Entries from a data source

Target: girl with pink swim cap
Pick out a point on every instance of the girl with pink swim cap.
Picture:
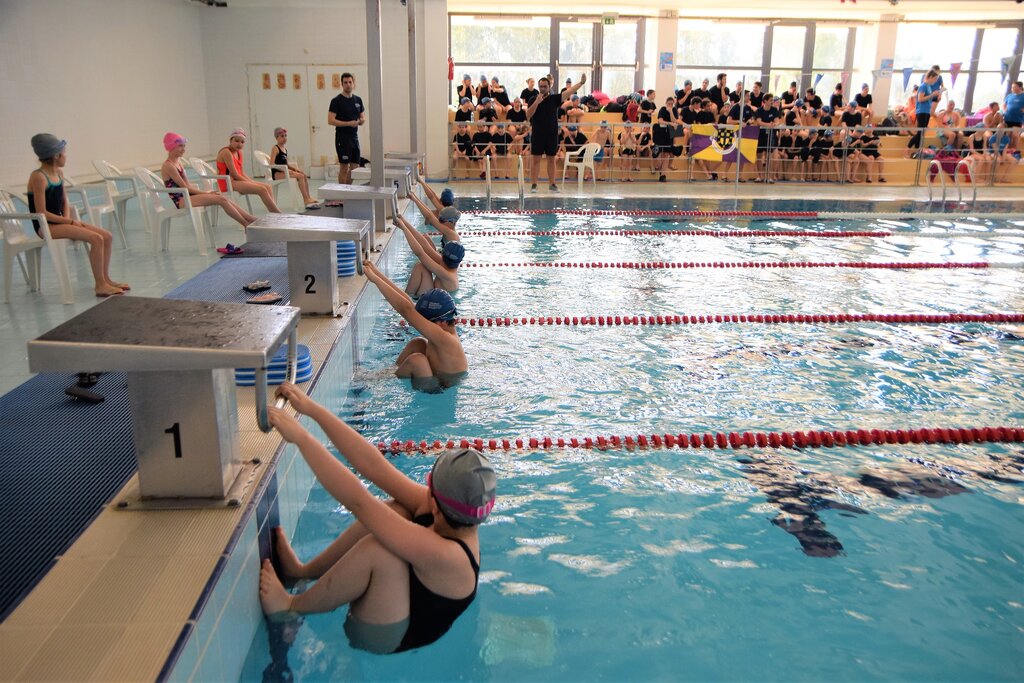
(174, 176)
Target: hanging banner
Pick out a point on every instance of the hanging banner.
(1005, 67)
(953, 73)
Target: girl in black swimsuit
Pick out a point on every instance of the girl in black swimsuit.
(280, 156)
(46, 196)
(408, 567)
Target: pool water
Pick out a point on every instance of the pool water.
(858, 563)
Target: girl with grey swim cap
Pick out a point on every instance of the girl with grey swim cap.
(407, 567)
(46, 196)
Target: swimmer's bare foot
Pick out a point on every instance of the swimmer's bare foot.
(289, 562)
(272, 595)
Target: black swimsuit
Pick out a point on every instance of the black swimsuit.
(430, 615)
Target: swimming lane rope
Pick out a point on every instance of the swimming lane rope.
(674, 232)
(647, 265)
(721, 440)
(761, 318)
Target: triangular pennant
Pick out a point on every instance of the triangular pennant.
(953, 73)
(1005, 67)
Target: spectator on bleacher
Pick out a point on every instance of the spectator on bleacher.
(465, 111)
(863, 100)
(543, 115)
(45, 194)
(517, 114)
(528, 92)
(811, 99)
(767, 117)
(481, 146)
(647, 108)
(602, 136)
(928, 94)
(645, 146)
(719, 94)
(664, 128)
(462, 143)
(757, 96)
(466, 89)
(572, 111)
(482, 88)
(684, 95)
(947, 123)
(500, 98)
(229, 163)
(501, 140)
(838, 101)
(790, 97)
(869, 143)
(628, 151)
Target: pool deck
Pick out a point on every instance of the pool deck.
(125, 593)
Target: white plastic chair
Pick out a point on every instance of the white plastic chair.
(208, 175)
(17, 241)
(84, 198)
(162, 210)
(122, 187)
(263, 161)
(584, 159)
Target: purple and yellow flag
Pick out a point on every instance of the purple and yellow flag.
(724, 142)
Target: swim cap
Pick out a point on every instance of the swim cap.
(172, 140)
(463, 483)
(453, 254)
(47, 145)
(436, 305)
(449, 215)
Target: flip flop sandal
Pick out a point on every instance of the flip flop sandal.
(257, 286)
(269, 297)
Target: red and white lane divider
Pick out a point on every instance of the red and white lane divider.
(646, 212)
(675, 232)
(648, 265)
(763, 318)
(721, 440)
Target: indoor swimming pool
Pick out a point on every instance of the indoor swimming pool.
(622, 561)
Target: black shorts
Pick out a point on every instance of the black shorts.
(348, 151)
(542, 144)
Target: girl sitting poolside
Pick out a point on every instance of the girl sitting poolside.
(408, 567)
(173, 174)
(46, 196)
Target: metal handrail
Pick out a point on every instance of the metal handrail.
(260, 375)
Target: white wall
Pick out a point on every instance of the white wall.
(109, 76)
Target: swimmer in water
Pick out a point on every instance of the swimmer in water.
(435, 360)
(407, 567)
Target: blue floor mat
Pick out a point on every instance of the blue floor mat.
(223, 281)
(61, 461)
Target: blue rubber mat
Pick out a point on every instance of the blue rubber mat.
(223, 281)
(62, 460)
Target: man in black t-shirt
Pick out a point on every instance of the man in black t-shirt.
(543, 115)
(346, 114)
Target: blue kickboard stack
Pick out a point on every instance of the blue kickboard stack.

What the task asks: Rewrite the entries from the line with "Target: swim cap" through the end of the entries, replacing "every instance" with "each instance" and leaving everything else unchanged.

Exercise answer:
Target: swim cap
Pick out a point on each instance of the swim cap.
(172, 140)
(463, 483)
(453, 254)
(47, 145)
(436, 305)
(449, 215)
Target: flip flop sandal
Pick out a point on each instance of the flip flop sandal.
(257, 286)
(269, 297)
Target: red and white lane divider
Pick out a point on each instance of the red and white lane divider.
(646, 212)
(675, 232)
(648, 265)
(763, 318)
(721, 440)
Target: indoor swimming pool
Pick out a point on each instance of the indoor swimming pool.
(622, 561)
Target: black shorts
Pick out a point on each instance of the black shorts.
(348, 151)
(542, 144)
Target: girl sitting poolside
Pick out a point on each instance of the girl sitting poolside.
(408, 567)
(173, 174)
(46, 196)
Target: metal handrail
Pick out a point on each instance of the metal handrail.
(260, 375)
Target: white wall
Pick out a point on each instance of the white wall.
(109, 76)
Target: swimmer in water
Pick out a point on each instance of the swimmer in water.
(435, 360)
(407, 567)
Target: blue floor mat
Pick out a point on each instance of the blue floor mat.
(223, 281)
(61, 461)
Target: blue rubber mat
Pick out a point on each instance of the blue rubber mat.
(223, 281)
(62, 460)
Target: man in black t-shirt
Pick out a point on each instance of the man in black t-shirt.
(543, 115)
(346, 114)
Target: blue kickboard stack
Pick out a point on each instance of the blue kickboard stack.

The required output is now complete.